Your instructions. Copy exactly. Begin with the line that contains "# point at: green hedge" and stop after the last line of the records.

Data shown.
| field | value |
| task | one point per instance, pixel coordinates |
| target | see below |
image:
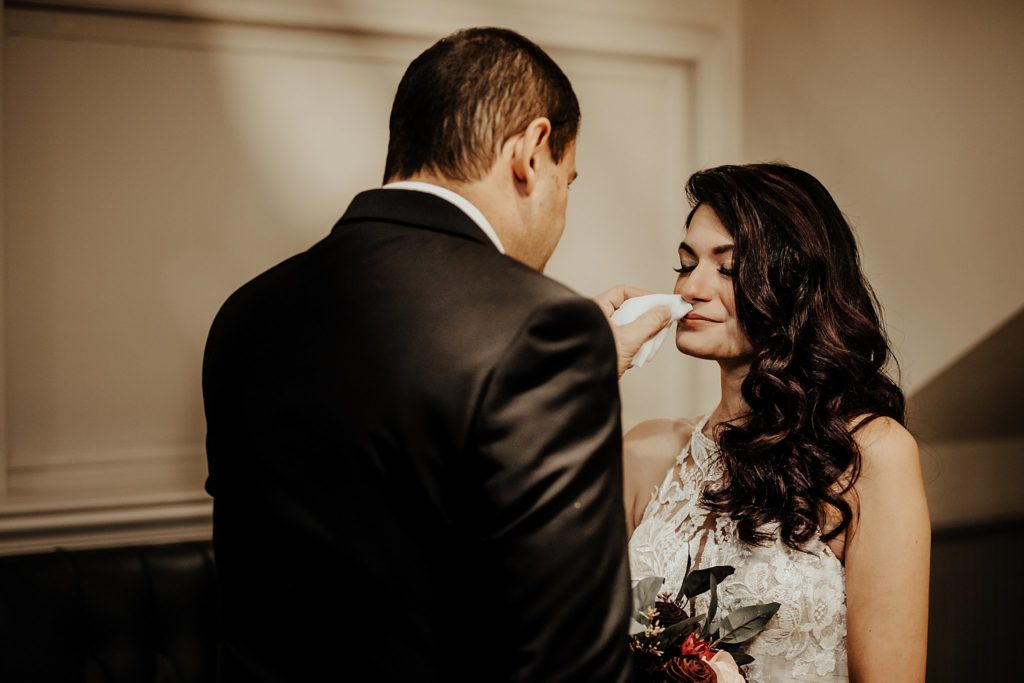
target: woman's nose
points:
(694, 286)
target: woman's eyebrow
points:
(721, 249)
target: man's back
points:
(410, 436)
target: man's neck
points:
(480, 196)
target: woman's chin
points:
(694, 351)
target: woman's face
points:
(712, 330)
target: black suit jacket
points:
(414, 451)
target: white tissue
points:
(637, 306)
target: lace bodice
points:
(806, 640)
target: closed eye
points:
(685, 269)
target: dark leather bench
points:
(129, 614)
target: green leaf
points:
(677, 632)
(645, 593)
(713, 607)
(743, 624)
(698, 582)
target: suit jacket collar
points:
(412, 208)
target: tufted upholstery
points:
(131, 614)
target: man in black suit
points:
(414, 436)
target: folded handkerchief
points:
(637, 306)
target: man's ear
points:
(527, 150)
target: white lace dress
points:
(806, 639)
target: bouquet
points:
(670, 643)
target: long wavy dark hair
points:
(820, 354)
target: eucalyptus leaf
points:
(698, 582)
(713, 607)
(645, 593)
(741, 625)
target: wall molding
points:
(113, 521)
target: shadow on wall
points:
(970, 427)
(972, 436)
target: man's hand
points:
(629, 338)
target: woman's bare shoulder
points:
(658, 439)
(649, 450)
(887, 447)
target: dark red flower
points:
(697, 646)
(689, 670)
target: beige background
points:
(910, 114)
(151, 165)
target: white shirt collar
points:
(456, 199)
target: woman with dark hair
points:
(803, 477)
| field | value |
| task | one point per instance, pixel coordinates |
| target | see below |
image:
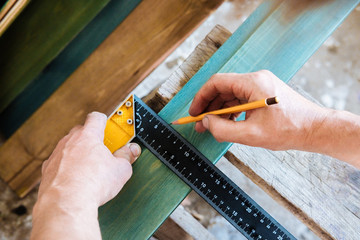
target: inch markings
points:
(204, 177)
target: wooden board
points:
(9, 12)
(37, 35)
(148, 200)
(100, 83)
(59, 69)
(322, 192)
(282, 41)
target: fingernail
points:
(206, 122)
(135, 149)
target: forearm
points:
(337, 134)
(55, 218)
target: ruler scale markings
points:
(205, 178)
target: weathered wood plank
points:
(101, 82)
(154, 191)
(36, 37)
(327, 191)
(9, 12)
(148, 172)
(56, 72)
(179, 223)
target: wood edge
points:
(170, 230)
(11, 15)
(271, 191)
(21, 189)
(157, 99)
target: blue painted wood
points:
(64, 64)
(275, 42)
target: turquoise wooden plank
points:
(64, 64)
(154, 192)
(37, 35)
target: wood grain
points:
(327, 190)
(37, 35)
(145, 195)
(9, 12)
(182, 225)
(101, 82)
(59, 69)
(268, 42)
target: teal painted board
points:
(154, 192)
(37, 35)
(143, 204)
(64, 64)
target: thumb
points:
(129, 152)
(226, 130)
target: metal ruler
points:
(204, 177)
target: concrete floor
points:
(332, 76)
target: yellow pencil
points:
(239, 108)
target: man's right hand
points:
(286, 125)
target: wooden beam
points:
(182, 225)
(59, 69)
(322, 192)
(149, 172)
(36, 36)
(279, 42)
(131, 52)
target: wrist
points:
(57, 214)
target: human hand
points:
(82, 167)
(80, 175)
(286, 125)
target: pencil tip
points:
(271, 101)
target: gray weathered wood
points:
(187, 222)
(322, 192)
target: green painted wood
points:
(64, 64)
(38, 34)
(280, 46)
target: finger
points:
(227, 130)
(74, 129)
(44, 166)
(225, 84)
(199, 127)
(96, 122)
(130, 152)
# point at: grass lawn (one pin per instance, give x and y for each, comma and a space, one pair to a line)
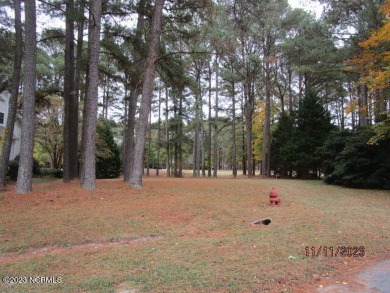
188, 235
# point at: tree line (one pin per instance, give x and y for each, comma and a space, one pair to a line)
251, 85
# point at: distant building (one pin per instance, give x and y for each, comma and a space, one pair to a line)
15, 148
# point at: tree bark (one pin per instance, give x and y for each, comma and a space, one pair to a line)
234, 155
147, 93
24, 182
159, 131
70, 147
266, 154
91, 100
209, 147
13, 101
167, 132
215, 151
136, 80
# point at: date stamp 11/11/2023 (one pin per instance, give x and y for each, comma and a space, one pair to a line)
335, 251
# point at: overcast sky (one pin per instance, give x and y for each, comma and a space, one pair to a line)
309, 5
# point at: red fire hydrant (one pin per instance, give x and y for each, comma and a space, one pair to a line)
273, 197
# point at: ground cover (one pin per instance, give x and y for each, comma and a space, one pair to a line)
189, 235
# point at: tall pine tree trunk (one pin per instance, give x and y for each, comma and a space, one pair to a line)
13, 101
130, 143
135, 85
234, 155
209, 147
147, 93
159, 131
215, 151
266, 154
167, 132
91, 100
70, 146
24, 182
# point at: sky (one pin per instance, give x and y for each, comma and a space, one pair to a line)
310, 5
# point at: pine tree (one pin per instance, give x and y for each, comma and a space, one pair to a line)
24, 182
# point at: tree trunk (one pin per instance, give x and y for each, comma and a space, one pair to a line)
167, 132
159, 131
70, 146
13, 101
24, 182
215, 152
209, 146
136, 80
147, 93
91, 100
234, 155
130, 143
148, 162
266, 154
180, 142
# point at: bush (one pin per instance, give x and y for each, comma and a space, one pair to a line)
108, 161
356, 163
13, 168
52, 172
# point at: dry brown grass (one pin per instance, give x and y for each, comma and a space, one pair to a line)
188, 235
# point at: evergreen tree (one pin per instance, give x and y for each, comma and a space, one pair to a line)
313, 127
359, 163
108, 162
282, 146
24, 182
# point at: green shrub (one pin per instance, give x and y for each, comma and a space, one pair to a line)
356, 163
13, 168
52, 172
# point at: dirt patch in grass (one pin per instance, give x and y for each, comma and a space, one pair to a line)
51, 250
206, 240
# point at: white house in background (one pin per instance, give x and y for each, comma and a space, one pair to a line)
15, 149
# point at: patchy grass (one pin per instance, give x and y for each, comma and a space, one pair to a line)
188, 235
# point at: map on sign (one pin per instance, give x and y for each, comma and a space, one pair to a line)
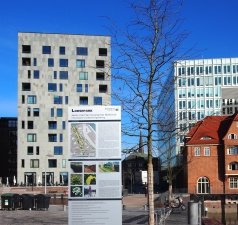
83, 140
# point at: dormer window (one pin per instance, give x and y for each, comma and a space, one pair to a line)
233, 166
232, 136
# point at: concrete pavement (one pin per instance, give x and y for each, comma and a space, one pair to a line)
133, 214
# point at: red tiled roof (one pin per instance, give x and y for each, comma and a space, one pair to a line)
209, 127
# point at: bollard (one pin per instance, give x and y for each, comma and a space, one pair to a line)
145, 207
193, 213
206, 211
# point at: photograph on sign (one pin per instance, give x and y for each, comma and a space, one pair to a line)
94, 140
98, 179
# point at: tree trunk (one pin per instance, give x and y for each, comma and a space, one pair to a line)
151, 192
170, 194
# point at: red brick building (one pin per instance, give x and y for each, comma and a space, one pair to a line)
211, 150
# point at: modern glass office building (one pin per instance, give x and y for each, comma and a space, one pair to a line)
55, 71
203, 87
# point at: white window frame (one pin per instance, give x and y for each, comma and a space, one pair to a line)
233, 182
207, 151
197, 151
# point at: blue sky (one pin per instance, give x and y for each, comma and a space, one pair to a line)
212, 25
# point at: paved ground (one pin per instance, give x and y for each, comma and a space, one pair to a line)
130, 217
133, 214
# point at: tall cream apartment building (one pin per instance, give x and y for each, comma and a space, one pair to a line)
55, 71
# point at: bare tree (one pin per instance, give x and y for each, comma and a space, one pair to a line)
145, 51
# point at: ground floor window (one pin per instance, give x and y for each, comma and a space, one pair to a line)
203, 185
233, 182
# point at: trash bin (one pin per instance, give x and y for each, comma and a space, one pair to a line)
42, 202
10, 201
27, 201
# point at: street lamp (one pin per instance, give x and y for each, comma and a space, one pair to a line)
45, 170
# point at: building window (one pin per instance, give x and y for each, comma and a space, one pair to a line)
233, 166
28, 111
80, 63
52, 87
102, 52
23, 163
55, 74
52, 112
23, 99
52, 125
30, 150
203, 185
12, 123
26, 49
86, 88
97, 100
207, 151
58, 150
26, 86
233, 182
102, 88
232, 136
99, 63
35, 62
22, 124
30, 125
31, 99
79, 88
61, 137
59, 112
46, 49
52, 163
233, 150
63, 178
61, 87
63, 163
58, 100
52, 137
63, 62
197, 151
36, 74
83, 76
100, 76
66, 100
50, 62
82, 51
62, 50
63, 125
83, 100
26, 61
31, 137
63, 75
34, 163
37, 150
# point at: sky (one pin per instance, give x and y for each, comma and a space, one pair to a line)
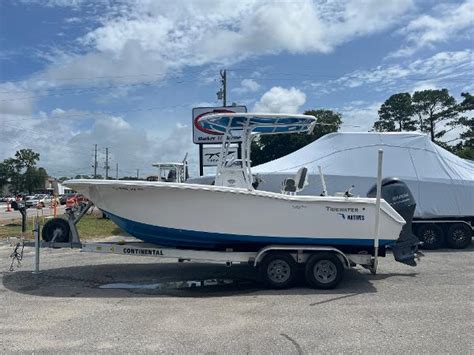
126, 74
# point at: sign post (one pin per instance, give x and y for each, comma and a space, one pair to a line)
201, 136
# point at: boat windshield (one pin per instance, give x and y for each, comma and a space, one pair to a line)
233, 172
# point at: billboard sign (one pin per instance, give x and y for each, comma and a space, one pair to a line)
203, 136
211, 155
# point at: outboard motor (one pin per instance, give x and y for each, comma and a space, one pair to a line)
398, 195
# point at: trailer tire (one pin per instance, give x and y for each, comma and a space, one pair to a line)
431, 235
459, 236
57, 226
278, 270
324, 271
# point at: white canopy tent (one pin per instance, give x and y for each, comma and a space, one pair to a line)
441, 182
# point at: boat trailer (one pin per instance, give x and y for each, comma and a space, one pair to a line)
278, 265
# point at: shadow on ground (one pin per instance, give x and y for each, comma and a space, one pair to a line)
171, 279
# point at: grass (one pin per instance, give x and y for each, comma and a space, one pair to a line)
90, 226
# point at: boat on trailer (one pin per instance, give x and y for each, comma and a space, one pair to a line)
231, 221
231, 213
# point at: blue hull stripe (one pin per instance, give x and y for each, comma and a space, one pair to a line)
188, 238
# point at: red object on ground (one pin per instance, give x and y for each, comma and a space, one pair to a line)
75, 199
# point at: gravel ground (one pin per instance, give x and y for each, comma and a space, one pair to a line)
427, 309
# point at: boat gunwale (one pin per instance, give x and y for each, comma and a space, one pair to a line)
386, 208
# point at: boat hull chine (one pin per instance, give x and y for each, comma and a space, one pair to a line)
172, 237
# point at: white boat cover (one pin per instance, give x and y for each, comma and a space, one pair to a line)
441, 182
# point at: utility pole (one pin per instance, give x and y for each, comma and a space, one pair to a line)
95, 161
107, 163
222, 93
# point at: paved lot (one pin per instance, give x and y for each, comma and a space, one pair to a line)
428, 309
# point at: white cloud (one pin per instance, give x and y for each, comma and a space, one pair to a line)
448, 22
142, 38
14, 99
281, 100
66, 147
443, 68
359, 116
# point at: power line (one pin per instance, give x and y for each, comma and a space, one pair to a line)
107, 163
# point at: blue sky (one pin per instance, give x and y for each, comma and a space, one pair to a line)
126, 74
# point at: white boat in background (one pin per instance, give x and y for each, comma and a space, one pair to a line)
232, 214
170, 171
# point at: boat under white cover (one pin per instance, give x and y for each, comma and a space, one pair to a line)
191, 215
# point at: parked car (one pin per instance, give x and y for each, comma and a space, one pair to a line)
41, 200
75, 199
63, 198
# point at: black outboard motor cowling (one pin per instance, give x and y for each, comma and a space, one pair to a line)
399, 196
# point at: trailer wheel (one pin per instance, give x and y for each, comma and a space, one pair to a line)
431, 235
278, 270
56, 227
459, 236
324, 271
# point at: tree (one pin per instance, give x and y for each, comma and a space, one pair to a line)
26, 158
396, 114
270, 147
465, 149
20, 172
432, 108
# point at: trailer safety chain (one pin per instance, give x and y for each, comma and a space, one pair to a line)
17, 255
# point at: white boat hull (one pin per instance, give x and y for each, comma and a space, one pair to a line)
188, 215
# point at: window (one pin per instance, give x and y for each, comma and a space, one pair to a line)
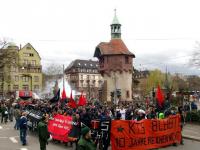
36, 87
36, 78
28, 48
25, 78
126, 60
16, 78
16, 87
33, 62
88, 77
127, 94
25, 87
26, 54
25, 61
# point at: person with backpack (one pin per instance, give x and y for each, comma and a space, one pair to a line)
43, 133
23, 128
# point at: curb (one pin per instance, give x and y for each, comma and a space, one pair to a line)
194, 138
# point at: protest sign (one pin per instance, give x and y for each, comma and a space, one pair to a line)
59, 127
145, 134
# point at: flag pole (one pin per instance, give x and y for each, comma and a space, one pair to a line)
63, 76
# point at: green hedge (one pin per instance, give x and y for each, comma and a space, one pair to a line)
193, 116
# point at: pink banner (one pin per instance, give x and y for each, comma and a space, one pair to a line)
59, 127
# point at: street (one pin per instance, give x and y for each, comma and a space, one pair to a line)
9, 140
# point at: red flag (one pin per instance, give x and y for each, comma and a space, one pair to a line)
160, 96
72, 102
82, 100
63, 94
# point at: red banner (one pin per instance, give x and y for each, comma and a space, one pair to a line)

Answer section.
# point at: green hedge (one pin per instance, give x and y for each, comma and a space, one pair to a line)
193, 116
# point at: pink banner (one pin per instance, give x and y for each, comma and a space, one pair to a line)
59, 127
# point at: street (one pin per instance, give x and y for each, comma and a space, one pair to a line)
9, 140
# point at: red flag (one pin per instance, give x and y for each, comma and a space, one pair to a line)
160, 96
72, 102
82, 100
63, 94
# point at: red banner (one pin per instance, give x and y for each, comma and a space, one pair to a line)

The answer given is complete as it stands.